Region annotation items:
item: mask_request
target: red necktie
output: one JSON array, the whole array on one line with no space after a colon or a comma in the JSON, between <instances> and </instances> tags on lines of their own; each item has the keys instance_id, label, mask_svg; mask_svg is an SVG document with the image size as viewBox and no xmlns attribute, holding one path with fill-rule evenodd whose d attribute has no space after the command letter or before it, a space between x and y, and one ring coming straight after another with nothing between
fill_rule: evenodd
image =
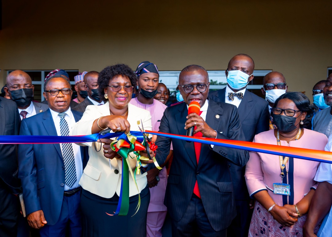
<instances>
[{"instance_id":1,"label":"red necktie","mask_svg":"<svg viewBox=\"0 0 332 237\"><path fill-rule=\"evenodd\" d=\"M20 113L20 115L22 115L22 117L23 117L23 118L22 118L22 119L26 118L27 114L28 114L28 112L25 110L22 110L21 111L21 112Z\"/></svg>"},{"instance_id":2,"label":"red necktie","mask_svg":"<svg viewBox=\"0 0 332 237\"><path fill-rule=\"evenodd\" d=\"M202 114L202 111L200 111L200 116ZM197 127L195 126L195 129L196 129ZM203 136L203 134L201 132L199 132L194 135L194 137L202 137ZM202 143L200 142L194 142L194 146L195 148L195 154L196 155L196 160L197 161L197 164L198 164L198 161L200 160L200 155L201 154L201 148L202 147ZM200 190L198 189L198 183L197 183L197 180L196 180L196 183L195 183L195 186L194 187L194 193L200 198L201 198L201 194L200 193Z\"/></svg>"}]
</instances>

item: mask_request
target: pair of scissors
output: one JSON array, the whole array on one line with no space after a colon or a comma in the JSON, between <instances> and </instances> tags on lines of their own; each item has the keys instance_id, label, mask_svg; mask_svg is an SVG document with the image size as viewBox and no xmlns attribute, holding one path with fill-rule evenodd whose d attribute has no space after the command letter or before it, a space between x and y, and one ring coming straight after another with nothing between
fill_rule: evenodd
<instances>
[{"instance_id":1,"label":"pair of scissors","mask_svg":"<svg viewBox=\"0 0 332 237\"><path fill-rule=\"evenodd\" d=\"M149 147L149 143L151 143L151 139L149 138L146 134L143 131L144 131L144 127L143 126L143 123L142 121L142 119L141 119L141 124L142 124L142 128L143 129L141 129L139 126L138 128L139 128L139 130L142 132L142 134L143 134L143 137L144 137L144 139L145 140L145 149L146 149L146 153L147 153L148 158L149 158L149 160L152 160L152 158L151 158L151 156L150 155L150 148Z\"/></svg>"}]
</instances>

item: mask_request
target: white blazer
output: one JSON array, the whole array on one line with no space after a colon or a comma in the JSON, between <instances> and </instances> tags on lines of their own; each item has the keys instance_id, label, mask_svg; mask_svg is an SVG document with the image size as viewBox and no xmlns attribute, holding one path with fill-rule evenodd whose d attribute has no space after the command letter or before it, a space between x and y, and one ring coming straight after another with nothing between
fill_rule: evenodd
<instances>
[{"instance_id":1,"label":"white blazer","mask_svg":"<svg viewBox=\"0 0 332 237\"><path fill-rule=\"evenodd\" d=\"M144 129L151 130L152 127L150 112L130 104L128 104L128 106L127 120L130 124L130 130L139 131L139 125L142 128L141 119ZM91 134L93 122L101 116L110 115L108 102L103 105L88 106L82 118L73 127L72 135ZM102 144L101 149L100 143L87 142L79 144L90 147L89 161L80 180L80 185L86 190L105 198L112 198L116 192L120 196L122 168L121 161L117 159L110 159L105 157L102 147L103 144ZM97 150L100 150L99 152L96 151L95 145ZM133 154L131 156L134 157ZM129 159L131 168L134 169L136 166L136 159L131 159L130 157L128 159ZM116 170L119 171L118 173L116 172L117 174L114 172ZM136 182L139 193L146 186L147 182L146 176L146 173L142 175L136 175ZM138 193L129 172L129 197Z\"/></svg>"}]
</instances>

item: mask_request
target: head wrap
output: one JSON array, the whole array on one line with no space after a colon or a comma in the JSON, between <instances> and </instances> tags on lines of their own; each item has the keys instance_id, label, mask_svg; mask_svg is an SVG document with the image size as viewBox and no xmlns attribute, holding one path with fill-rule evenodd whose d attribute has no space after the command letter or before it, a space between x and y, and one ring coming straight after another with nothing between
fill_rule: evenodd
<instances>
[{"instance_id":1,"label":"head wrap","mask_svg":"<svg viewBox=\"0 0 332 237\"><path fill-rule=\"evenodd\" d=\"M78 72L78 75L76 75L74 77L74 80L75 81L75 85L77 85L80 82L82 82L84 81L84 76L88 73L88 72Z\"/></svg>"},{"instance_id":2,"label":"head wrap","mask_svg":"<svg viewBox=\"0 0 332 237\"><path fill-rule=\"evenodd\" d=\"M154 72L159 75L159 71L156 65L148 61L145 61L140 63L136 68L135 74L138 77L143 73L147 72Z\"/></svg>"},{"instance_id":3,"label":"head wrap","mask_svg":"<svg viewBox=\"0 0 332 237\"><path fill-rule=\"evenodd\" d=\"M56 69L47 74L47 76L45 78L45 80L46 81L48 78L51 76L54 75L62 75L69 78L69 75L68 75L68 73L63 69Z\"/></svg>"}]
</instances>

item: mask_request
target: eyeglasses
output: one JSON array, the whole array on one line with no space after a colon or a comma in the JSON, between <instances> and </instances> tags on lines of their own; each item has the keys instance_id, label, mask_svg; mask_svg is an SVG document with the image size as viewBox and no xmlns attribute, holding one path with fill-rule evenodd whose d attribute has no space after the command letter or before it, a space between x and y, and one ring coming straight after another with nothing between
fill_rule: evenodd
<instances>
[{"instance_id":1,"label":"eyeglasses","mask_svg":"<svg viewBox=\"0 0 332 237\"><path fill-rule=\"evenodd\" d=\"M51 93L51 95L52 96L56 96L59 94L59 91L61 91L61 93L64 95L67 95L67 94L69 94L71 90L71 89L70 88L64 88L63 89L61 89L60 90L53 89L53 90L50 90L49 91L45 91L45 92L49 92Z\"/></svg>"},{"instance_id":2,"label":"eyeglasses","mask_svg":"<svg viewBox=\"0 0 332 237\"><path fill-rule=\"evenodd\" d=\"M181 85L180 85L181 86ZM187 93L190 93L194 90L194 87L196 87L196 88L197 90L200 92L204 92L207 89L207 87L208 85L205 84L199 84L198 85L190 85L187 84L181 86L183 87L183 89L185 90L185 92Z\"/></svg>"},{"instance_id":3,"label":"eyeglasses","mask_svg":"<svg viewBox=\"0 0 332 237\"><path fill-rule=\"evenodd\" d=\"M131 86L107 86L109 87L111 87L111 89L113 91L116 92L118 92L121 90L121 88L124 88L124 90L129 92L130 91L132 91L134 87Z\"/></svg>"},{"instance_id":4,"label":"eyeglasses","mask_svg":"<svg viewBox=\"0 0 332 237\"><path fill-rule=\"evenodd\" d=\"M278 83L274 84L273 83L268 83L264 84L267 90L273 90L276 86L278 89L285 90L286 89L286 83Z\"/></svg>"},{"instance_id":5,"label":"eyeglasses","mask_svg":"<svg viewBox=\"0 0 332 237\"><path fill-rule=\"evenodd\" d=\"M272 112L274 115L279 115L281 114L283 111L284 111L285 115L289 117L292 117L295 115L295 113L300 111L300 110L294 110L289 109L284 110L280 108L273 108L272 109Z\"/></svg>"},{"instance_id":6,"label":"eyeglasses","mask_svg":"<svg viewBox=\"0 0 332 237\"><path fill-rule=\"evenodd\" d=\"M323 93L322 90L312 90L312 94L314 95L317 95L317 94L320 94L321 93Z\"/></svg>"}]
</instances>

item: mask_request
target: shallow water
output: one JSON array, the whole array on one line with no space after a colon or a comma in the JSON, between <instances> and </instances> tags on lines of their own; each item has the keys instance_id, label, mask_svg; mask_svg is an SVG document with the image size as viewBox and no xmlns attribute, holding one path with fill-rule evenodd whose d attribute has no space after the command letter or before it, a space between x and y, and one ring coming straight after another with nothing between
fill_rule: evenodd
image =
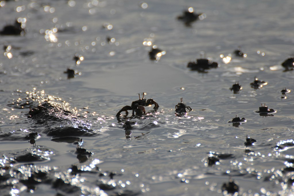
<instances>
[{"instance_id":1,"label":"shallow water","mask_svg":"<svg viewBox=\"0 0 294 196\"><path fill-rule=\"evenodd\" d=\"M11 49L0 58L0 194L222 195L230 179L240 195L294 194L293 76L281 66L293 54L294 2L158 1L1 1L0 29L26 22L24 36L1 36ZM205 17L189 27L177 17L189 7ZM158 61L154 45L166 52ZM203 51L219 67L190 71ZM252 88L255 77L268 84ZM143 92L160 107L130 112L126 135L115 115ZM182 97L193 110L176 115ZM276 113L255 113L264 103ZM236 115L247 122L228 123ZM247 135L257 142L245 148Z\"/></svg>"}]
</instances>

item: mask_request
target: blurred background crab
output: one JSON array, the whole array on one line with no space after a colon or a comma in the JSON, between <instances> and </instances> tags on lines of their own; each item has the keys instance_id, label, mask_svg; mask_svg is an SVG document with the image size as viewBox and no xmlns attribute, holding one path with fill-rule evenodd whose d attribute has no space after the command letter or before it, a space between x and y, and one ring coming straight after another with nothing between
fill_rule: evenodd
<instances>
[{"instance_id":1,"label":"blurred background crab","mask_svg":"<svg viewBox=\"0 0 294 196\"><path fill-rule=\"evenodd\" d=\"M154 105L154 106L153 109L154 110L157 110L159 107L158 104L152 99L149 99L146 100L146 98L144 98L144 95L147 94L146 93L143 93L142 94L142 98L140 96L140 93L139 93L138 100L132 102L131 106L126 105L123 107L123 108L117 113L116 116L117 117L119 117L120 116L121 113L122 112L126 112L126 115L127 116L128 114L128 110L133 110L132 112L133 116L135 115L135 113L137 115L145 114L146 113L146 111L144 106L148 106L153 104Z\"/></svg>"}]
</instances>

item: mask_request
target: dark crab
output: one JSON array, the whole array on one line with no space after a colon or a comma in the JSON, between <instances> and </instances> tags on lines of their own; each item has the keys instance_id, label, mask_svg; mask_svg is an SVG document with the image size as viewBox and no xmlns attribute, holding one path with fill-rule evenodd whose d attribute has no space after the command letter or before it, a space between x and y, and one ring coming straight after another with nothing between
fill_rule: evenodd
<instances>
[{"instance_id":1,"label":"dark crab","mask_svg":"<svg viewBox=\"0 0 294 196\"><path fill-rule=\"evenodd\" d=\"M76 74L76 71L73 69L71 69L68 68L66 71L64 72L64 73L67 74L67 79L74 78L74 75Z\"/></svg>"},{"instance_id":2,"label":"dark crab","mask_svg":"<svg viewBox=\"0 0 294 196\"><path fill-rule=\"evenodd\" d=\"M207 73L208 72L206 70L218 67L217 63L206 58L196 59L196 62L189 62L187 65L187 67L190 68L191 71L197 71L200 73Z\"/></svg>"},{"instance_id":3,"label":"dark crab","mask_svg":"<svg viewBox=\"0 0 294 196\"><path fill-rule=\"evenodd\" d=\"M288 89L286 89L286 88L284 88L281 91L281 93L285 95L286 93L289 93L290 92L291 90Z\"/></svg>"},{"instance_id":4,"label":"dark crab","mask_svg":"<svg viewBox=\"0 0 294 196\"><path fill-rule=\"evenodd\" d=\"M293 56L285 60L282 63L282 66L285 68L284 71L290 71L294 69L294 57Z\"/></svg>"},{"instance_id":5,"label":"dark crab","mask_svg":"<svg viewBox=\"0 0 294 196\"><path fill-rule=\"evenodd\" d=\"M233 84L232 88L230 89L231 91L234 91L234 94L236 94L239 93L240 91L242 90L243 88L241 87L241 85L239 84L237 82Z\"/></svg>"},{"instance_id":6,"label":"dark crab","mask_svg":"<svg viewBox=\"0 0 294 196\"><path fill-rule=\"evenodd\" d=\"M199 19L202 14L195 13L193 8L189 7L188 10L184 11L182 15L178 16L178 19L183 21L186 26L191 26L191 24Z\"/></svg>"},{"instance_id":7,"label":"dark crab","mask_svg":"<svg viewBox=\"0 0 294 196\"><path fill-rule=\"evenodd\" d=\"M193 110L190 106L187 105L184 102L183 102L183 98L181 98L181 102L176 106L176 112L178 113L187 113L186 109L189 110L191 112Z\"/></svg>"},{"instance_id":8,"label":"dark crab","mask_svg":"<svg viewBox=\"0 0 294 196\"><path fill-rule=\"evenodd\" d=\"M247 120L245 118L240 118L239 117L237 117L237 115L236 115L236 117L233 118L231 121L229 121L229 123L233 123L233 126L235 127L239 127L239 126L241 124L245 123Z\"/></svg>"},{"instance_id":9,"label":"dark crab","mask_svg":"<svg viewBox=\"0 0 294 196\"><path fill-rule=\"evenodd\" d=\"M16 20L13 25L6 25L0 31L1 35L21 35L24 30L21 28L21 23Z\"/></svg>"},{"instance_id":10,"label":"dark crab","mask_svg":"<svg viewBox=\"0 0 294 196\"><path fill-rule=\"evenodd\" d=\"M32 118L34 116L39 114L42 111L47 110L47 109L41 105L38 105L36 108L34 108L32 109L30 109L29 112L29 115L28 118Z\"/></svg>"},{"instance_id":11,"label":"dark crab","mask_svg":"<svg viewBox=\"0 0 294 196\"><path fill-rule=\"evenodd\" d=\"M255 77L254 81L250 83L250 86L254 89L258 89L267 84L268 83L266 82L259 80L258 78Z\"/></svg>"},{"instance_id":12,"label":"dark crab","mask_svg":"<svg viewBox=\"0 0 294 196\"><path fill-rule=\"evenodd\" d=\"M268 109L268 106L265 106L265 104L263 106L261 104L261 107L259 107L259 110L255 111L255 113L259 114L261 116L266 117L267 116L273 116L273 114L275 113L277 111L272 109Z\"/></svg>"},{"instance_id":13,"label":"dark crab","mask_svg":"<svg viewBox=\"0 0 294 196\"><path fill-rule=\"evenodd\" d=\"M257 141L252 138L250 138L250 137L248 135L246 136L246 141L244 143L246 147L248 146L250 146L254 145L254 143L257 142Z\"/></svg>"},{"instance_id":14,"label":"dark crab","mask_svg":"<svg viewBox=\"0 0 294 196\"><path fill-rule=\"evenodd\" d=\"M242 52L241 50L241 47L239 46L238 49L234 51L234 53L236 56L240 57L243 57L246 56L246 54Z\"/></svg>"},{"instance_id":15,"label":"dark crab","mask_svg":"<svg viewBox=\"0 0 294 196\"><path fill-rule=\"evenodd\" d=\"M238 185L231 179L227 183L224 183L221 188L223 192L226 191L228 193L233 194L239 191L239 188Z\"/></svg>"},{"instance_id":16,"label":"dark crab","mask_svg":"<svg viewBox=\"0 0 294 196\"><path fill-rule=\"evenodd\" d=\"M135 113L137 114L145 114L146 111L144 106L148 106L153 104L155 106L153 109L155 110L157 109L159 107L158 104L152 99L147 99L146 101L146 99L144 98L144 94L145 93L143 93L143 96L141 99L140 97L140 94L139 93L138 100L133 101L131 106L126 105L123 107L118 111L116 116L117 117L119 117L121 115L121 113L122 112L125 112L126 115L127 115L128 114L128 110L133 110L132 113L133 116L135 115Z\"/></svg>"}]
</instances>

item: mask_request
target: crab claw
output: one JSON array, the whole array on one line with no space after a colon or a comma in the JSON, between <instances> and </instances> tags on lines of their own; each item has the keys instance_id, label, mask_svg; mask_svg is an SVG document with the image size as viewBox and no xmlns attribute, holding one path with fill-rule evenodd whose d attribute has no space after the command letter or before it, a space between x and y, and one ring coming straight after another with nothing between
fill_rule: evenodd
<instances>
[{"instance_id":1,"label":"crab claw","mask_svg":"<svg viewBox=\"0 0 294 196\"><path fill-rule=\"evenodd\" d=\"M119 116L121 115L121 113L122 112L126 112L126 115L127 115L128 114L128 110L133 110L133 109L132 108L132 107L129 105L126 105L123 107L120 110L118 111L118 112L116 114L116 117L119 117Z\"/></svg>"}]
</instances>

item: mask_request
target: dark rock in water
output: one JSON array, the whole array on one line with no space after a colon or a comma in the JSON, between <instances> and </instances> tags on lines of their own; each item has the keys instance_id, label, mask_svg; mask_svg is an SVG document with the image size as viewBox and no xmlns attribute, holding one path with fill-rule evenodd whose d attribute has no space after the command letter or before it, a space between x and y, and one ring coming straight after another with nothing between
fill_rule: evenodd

_SHORT EXERCISE_
Select every line of the items above that contains the string "target".

_WRITTEN SOLUTION_
target: red necktie
target: pair of scissors
target: white blazer
target: head wrap
target: eyeglasses
target: shallow water
target: blurred background crab
target: dark crab
target: crab claw
target: dark rock in water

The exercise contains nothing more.